Extract to read:
%%
Policy paper

Statement of Practice 4 (2002)

Published 6 April 2002

Statement of Practice 4 (2002)

General

1. For accounting periods of companies beginning on or after 1 October 2002, Finance Act (FA) 2002 schedule 26 provides rules for the tax treatment of derivative contracts. This means futures, options warrants and contracts for differences, except where the underlying subject matter is:

  • land, tangible assets (excluding commodities) or intangible fixed assets
  • in some cases, shares

2. An anti-avoidance rule in FA 2002 schedule 26 paragraph 31 applies where certain derivative contracts to which non-residents are also party are entered into by companies to which the schedule applies. Broadly, this rule (which replaces FA 1994 section 168) disallows any payment to the non-resident which is determined (wholly or mainly) by reference to a rate of interest. This applies for example to periodic payments under an interest rate swap or currency swap. However, paragraph 31(5) of the schedule provides an exemption where the paying company is a bank, building society, clearing house or financial trader, holding the contract solely for the purposes of a trade carried on by it in the UK, and to which it is party as principal.

Definition of financial trader

3. The term ‘financial trader’ is defined in FA 2002 schedule 26 paragraph 54(4) as meaning, any person who (a):

  • (i) falls within Financial Services and Markets Act (FSMA) 2002 section 31(1)(a), (b) or (c)
%%
Set of tasks:
1/ According to the statement of practice on derivative contracts, for which accounting periods of companies does FA 2002 schedule 26 provide its rules?
2/ Write what follows the last line of the statement of practice on derivative contracts, carrying it on in the same style.
The records have no connection to the statement of practice.

[Pointing dataset records]
%%
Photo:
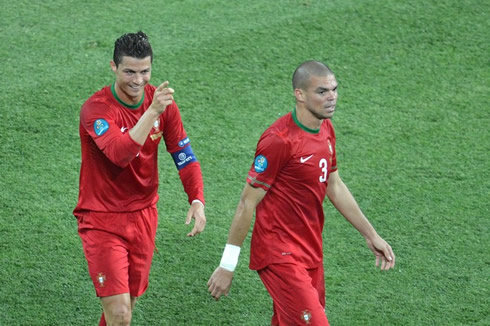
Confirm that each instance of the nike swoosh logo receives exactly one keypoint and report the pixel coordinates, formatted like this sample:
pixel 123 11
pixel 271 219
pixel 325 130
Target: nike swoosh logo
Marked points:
pixel 304 159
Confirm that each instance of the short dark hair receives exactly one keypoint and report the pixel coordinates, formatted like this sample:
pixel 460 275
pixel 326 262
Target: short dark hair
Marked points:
pixel 134 45
pixel 302 74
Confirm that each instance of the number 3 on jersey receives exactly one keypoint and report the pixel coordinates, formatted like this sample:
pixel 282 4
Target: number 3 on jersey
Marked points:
pixel 323 165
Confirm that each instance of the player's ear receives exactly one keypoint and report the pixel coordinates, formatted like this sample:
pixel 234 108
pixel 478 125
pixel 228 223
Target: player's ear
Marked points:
pixel 298 93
%%
Results:
1/ Accounting periods beginning on or after 1 October 2002.

2/
  • (ii) has permission under that Act to carry on one or more of the activities specified in Article 14 and, in so far as it applies to that Art, Article 64 of the FSMA 2000 (Regulated Activities) Order, Statutory Instrument 2001/544

or

  • (b) any person not falling within para (a) who is approved by the Commissioners for HM Revenue and Customs (HMRC) for the purposes of paragraph 54

4. The Commissioners’ approval under (b) above will, for instance, be relevant for a financial trader who does not need to be regulated and so would not qualify automatically as a financial trader by virtue of paragraph (a) above. Where an agent is acting for a disclosed principal and the principal is entitled to rights and subject to duties under the contract, the principal, as opposed to the agent, will require approval under (b).

5. This Statement of Practice explains the guidelines which the Commissioners for HMRC will operate in considering whether any person not within (a) above should be approved as a financial trader for the purposes of FA 2002 schedule 26 paragraph 54.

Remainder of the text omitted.